Every entry in this listing should be written out exactly.

(Input records)

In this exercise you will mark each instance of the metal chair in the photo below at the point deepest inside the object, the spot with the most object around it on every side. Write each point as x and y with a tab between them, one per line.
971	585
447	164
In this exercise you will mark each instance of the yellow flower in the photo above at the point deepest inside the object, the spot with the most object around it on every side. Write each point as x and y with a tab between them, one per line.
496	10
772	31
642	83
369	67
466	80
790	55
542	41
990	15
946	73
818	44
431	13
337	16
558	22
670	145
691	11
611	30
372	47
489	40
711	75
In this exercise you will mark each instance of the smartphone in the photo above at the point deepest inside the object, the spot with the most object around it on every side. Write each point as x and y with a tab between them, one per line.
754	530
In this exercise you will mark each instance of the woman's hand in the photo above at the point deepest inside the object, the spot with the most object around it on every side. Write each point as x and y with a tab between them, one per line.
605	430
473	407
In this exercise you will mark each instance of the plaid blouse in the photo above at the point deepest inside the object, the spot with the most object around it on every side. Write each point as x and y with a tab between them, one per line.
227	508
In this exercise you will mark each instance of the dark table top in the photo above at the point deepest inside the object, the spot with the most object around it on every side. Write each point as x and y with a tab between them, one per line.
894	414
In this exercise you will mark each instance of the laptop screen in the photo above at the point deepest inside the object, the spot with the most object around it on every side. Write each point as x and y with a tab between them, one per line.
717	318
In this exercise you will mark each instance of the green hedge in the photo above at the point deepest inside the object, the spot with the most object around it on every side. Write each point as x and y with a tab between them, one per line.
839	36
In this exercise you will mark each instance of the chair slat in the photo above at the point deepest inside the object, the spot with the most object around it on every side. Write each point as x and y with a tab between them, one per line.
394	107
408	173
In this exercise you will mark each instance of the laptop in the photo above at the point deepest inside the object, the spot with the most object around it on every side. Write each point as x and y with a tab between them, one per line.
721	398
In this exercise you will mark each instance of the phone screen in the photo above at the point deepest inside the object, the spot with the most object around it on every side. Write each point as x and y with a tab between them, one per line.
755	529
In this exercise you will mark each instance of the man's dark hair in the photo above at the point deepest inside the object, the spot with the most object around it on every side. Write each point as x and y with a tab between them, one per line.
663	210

(End Input records)

**Solution below**.
In this exercise you will mark each instance of the metal chair in the photo below at the point deepest inside the object, the spot with the most object around it on every side. Write each point as x and y with a tab between them, one per line.
971	585
447	164
In this exercise you will mark each instance of the yellow flower in the photo above at the point deepest inside the object, the spot with the most object around it on every side. Write each point as x and y with a tab between them, one per line.
496	10
772	31
642	83
369	67
466	80
790	55
542	41
990	15
946	73
818	44
431	13
337	16
558	22
670	145
691	11
611	30
372	47
489	40
711	75
In this exercise you will mark each instance of the smartphone in the photo above at the point deepest inside the object, the spot with the most object around it on every side. Write each point as x and y with a tab between them, one per line.
754	530
In this exercise you will mark each instance of the woman's hand in the photo above at the point deepest inside the object, the spot with the most object around it on every side. Write each point as x and y with a tab between them, one per line.
605	430
473	407
In this exercise you will mark each instance of the plaid blouse in the photo above at the point deepest inside the object, the spot with the most object around it on every side. Write each point as x and y with a tab between them, one per line.
227	508
In this exercise you will mark each instance of the dark table top in the photo above at the point deepest inside the object, the spot with the most object around it on every side. Write each point as x and y with a tab between them, one per line.
894	414
In this exercise you will mark each instance of the laptop screen in the photo above at the point deepest inside the object, the spot with the most object around it on every side. Write each point as x and y with a tab between them, one per line.
717	318
In this exercise you will mark each instance of the green hedge in the photo above at the point deepest inside the object, the spot with the most object around it on every side. Write each point as x and y with a tab between them, one per line.
839	36
In this exercise you will mark each instance of the chair slat in the photo above at the point deepest inside the object, the spot with the most object around it on every side. Write each point as x and y with a tab between them, one per line.
394	107
408	173
In this exercise you will mark each instance of the laptop in the photo above at the point deepest inside the object, the spot with the most object around it on every side. Write each point as x and y with a tab between them, one per line.
721	398
In this exercise you will mark each instance of the phone screen in the photo above at the point deepest inside the object, the spot with the most object around it on every side. Write each point as x and y with a tab between them, one per line.
755	529
In this exercise you will mark each instance of the man's dark hair in the photo above at the point deepest inside the object, the spot with the most object around it on every side. Write each point as x and y with a tab between them, one per line.
663	210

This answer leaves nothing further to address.